→ Aim
Please arrange the lines of the records below as a numbered list, leaving out blank lines. Include only the stretch from the line containing "Each instance of the background" through the end of the records.

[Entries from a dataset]
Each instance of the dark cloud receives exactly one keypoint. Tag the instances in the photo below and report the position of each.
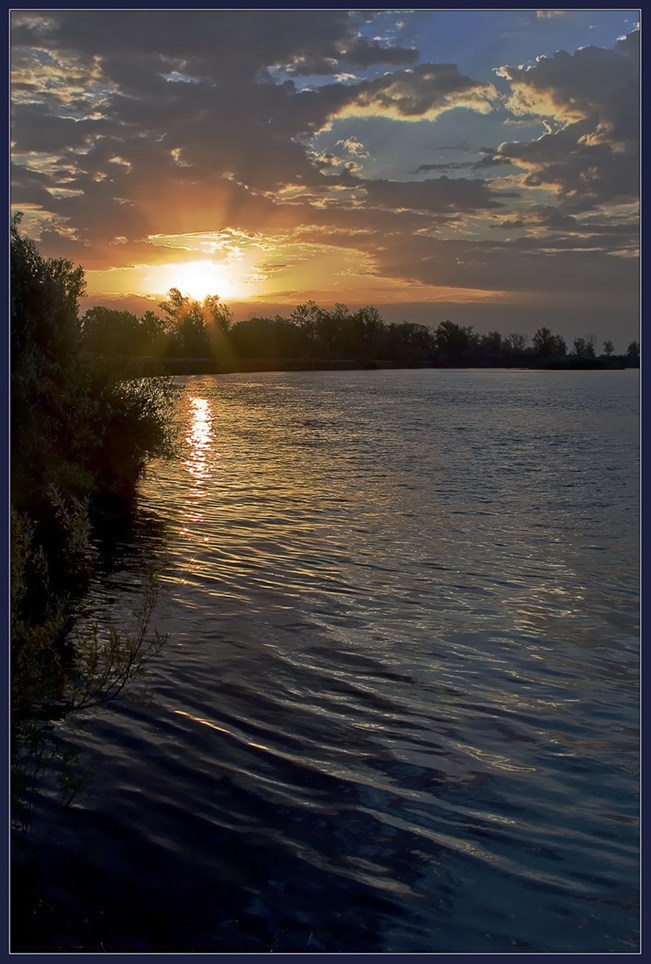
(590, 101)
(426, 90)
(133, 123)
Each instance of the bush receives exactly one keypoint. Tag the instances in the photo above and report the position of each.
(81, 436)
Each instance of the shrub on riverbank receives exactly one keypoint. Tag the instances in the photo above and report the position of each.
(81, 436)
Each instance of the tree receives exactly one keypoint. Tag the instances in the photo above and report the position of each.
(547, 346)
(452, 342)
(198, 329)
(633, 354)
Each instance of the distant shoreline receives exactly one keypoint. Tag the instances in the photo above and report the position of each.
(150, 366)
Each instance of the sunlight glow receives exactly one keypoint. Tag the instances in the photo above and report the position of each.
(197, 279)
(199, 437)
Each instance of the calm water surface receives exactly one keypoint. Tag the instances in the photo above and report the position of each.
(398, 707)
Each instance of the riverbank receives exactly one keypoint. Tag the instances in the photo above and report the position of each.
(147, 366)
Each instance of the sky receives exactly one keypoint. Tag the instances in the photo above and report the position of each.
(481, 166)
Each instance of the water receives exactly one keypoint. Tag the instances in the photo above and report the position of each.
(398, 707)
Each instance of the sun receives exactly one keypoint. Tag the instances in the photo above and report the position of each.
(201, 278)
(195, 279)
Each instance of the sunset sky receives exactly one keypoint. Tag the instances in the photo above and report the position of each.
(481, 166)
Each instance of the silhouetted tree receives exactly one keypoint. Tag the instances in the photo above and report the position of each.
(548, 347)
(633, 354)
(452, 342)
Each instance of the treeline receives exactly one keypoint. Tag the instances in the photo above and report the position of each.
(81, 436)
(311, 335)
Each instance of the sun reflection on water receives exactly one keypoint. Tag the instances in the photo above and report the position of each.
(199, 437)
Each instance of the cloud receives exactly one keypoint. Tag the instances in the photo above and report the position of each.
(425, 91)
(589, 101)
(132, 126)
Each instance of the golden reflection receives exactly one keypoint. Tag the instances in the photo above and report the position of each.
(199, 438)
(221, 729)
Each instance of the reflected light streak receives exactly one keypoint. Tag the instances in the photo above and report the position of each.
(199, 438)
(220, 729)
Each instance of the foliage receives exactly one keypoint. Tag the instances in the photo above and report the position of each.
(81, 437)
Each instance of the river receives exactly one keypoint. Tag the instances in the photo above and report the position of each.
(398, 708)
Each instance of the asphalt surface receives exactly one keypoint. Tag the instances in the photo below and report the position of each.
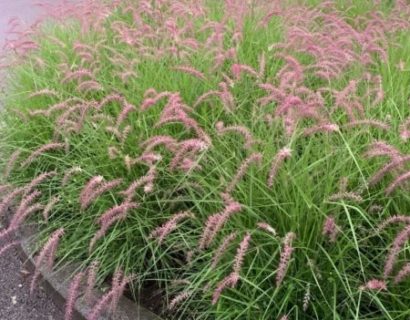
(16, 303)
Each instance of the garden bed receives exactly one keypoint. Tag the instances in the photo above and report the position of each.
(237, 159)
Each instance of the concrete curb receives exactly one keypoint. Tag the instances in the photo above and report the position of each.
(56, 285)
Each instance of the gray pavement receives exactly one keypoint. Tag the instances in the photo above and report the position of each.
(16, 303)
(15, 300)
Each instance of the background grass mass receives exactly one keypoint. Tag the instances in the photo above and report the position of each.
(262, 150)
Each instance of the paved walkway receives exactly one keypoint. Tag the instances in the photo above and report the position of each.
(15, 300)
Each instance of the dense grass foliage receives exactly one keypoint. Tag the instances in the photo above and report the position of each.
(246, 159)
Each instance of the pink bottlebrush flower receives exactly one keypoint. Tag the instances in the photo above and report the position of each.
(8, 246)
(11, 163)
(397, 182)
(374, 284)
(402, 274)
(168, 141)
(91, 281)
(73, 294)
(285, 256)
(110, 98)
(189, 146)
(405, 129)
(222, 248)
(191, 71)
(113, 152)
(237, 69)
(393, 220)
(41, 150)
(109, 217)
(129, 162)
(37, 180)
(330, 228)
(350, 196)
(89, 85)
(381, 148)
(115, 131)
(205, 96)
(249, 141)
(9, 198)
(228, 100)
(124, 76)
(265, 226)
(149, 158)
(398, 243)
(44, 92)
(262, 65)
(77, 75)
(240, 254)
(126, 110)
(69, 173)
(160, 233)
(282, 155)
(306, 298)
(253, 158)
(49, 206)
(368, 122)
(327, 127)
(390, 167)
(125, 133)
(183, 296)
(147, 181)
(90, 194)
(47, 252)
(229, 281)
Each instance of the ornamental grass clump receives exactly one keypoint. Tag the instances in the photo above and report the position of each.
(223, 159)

→ Result
1. Each instance of the background grass mass receives exactly one keypoint. Tag the instances in the photo above and report the position of each.
2. (262, 150)
3. Each instance of the paved walkway receives exactly one keypoint. Tag the instances in the photo above and report the position of each.
4. (15, 300)
5. Each instance of the dense grass foliage receives exactly one keypoint. Tag the instances in the photo above and report the position of each.
6. (246, 159)
7. Each instance of the pink bottlebrush flower receives exactly one keypoint. Tag the instances in the photo above and report the position of each.
8. (8, 246)
9. (11, 163)
10. (397, 182)
11. (374, 284)
12. (402, 274)
13. (168, 141)
14. (91, 281)
15. (73, 294)
16. (285, 256)
17. (110, 98)
18. (189, 146)
19. (405, 129)
20. (222, 248)
21. (191, 71)
22. (113, 152)
23. (237, 69)
24. (393, 220)
25. (41, 150)
26. (109, 217)
27. (129, 162)
28. (37, 180)
29. (330, 228)
30. (350, 196)
31. (89, 85)
32. (381, 148)
33. (115, 131)
34. (205, 96)
35. (249, 141)
36. (9, 198)
37. (228, 100)
38. (124, 76)
39. (265, 226)
40. (149, 158)
41. (398, 243)
42. (44, 92)
43. (262, 65)
44. (77, 75)
45. (240, 254)
46. (126, 110)
47. (69, 173)
48. (160, 233)
49. (282, 155)
50. (306, 298)
51. (253, 158)
52. (49, 206)
53. (368, 122)
54. (327, 127)
55. (390, 167)
56. (125, 133)
57. (183, 296)
58. (147, 181)
59. (90, 194)
60. (47, 252)
61. (229, 281)
62. Each instance of the ornamental grass clump receives exactly one keypoint. Tag the instances in the photo above and report the position of each.
63. (223, 159)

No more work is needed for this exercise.